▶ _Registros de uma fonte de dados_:
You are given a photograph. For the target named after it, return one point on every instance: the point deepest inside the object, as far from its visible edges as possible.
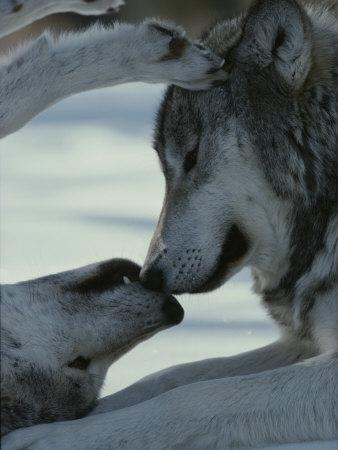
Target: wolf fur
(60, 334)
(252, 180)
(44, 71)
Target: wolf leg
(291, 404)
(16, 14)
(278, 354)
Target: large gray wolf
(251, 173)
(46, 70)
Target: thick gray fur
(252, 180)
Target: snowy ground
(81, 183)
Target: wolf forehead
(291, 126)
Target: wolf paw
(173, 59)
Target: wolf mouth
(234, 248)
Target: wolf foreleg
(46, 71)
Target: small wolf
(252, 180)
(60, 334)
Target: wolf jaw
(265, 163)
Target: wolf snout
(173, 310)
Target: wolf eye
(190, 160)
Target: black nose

* * *

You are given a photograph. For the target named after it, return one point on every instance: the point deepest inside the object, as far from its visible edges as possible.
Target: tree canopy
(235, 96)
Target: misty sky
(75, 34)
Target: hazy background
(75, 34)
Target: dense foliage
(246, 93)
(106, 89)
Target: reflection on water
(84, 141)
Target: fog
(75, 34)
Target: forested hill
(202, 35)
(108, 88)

--

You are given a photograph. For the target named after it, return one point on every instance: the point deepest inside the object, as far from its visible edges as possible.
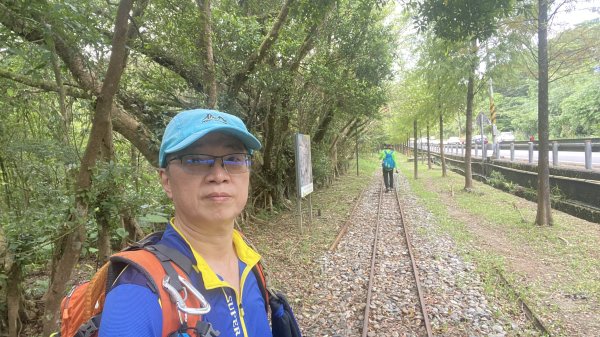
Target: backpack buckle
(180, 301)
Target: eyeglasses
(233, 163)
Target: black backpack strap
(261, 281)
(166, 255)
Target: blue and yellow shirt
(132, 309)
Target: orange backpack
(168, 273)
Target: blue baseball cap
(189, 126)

▶ _OBJETIVO DA TAREFA_: Selecione e copie todas as linhas dos dados acima que contêm a palavra "wolf", diferenciando maiúsculas de minúsculas.

▶ _RESPOSTA ESCRITA_:
Target: wolf fur
Target: wolf leg
Target: large gray wolf
Target: wolf forehead
Target: wolf paw
Target: wolf mouth
Target: wolf foreleg
Target: small wolf
Target: wolf jaw
Target: wolf snout
Target: wolf eye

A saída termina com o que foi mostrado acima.